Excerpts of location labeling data
____________________

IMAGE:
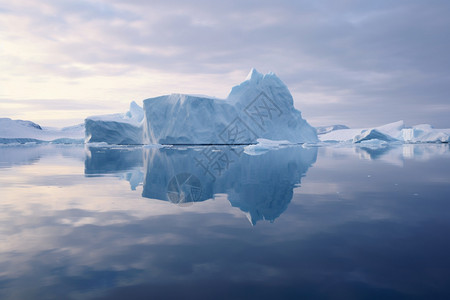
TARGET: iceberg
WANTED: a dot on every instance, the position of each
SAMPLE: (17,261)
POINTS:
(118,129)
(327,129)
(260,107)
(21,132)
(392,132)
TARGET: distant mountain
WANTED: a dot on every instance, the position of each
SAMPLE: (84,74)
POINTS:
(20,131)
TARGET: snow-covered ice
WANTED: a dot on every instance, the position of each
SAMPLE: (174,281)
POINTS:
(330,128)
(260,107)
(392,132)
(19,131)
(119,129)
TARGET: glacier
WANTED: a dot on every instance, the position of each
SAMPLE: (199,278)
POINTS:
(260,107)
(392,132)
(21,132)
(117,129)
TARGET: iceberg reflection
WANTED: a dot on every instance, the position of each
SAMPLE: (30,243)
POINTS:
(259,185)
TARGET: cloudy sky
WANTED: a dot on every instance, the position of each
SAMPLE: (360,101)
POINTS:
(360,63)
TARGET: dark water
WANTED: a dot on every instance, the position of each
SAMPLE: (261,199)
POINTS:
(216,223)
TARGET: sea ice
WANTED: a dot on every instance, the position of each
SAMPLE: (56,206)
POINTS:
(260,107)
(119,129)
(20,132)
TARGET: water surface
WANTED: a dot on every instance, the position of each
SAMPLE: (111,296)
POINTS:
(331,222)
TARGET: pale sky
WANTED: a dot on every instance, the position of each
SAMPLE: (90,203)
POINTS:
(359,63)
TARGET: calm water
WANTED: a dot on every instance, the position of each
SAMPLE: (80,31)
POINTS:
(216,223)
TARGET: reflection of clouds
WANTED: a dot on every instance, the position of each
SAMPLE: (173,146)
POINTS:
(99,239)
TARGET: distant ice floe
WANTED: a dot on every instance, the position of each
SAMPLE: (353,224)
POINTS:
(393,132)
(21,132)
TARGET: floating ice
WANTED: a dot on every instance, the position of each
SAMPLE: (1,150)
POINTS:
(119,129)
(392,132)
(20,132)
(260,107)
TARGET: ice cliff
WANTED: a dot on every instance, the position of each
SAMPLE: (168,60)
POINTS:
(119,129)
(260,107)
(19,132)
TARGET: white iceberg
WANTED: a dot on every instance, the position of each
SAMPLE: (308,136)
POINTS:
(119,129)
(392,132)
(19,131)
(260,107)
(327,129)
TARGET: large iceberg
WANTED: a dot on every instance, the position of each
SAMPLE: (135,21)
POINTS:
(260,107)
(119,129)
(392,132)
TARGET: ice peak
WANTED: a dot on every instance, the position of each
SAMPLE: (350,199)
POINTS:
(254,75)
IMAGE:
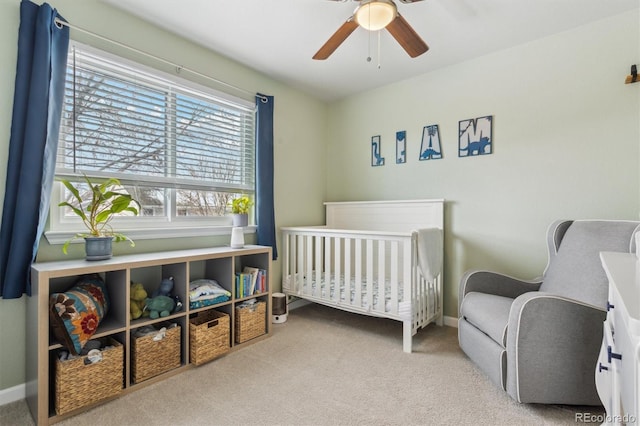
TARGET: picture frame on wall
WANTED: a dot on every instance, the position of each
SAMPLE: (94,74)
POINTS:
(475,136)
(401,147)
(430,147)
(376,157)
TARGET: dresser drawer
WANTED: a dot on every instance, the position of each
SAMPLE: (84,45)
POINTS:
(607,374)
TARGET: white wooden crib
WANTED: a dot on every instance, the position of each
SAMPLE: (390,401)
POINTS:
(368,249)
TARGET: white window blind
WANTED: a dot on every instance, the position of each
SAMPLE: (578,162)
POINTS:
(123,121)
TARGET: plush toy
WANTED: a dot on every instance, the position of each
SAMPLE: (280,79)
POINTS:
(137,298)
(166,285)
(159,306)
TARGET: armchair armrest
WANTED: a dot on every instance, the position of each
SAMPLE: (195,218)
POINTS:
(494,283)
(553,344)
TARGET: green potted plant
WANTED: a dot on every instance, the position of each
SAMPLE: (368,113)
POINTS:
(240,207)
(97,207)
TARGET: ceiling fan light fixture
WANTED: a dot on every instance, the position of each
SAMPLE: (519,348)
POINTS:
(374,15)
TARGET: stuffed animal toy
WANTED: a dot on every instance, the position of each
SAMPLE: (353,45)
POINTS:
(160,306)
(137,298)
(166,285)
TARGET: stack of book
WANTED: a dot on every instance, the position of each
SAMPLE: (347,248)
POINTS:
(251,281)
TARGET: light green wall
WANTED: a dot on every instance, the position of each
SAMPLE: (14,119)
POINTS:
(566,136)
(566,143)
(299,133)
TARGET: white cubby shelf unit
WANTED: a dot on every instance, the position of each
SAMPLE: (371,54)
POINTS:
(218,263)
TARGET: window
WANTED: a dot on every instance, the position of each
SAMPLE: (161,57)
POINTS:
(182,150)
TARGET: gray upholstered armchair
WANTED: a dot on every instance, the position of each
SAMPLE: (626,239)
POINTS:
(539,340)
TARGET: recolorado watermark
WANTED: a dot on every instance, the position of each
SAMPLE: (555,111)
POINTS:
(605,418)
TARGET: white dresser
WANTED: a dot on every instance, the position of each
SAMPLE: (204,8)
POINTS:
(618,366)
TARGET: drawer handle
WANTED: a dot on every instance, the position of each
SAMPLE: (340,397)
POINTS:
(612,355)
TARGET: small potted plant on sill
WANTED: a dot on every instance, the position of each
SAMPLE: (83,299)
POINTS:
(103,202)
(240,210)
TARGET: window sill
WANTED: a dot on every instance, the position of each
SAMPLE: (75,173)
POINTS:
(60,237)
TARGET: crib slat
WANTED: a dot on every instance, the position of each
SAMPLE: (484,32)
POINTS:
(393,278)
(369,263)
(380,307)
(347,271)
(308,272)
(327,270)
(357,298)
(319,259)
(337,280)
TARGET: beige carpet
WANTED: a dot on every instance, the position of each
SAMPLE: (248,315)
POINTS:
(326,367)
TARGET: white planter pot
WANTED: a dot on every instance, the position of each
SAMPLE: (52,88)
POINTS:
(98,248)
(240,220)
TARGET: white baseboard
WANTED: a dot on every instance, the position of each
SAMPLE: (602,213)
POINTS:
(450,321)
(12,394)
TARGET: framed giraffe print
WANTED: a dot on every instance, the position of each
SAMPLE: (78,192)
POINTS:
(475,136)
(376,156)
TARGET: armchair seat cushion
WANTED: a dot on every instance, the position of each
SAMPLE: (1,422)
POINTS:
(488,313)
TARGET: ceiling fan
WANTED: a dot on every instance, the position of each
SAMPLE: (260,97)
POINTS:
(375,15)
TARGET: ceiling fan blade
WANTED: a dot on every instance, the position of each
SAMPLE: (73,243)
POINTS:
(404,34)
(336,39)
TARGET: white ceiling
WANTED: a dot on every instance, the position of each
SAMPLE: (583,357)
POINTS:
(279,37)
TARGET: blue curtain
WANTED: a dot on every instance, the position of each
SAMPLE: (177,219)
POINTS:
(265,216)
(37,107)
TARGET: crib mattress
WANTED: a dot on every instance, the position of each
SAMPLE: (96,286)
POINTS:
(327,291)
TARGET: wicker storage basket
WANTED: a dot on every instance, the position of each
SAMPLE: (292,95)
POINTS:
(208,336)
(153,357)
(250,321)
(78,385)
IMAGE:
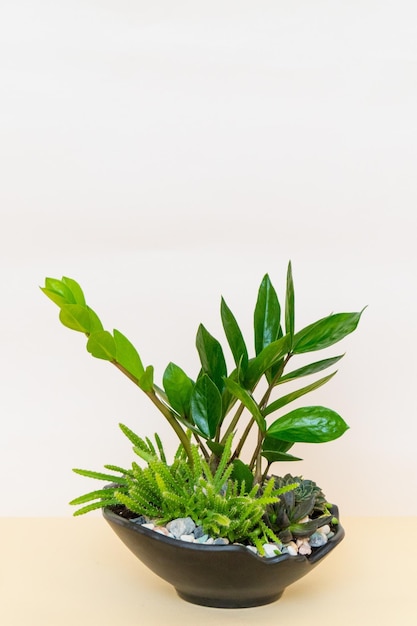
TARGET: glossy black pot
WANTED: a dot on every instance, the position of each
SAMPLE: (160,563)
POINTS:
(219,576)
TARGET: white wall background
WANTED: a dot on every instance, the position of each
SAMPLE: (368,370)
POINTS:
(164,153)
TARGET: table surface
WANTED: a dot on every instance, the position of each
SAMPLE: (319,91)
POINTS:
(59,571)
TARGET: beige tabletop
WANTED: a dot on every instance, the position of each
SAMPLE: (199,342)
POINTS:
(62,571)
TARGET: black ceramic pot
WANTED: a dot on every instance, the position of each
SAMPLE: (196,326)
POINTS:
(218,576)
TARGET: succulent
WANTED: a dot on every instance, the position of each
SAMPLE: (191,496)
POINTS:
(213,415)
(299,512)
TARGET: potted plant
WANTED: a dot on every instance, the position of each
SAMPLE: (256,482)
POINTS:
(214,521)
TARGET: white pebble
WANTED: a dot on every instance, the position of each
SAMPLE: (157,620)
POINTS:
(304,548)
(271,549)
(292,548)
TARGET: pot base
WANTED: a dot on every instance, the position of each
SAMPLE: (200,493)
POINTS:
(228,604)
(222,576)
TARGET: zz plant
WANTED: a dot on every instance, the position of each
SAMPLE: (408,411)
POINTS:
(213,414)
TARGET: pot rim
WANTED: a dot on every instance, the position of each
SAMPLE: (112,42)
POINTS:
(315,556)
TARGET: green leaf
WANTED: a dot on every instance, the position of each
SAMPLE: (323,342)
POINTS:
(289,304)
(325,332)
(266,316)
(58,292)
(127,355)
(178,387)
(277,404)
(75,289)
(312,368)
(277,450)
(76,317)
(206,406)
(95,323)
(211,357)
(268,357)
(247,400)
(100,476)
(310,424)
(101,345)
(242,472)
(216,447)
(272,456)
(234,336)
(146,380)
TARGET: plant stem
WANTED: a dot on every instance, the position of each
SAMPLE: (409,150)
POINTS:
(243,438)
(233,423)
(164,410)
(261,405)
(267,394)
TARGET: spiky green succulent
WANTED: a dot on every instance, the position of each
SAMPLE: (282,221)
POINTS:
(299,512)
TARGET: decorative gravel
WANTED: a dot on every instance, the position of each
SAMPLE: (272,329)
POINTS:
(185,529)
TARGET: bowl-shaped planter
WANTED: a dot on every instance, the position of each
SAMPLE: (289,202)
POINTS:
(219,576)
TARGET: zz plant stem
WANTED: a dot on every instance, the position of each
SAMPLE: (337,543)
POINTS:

____________________

[Stated exercise] Exactly reproduce the lines beginning with the one that contains "TARGET: spiky green succulent" and ending with the last line of the material, both included. Leave out everything else.

[Solution to this exercise]
TARGET: spiky green succulent
WANTED: a dot on every instance, the position of each
SAMPLE: (282,221)
POINTS:
(299,512)
TARGET: decorative gravel
WANTED: a dot on every instance, the position of each
SAMPLE: (272,329)
POINTS:
(185,529)
TARGET: bowl-shaped planter
WANTED: a dot on every instance, the position of each
SAMPLE: (289,202)
POINTS:
(219,576)
TARGET: zz plant stem
WANTED: a dot on every instance, the position of each
SAMPLE: (337,543)
POINTS:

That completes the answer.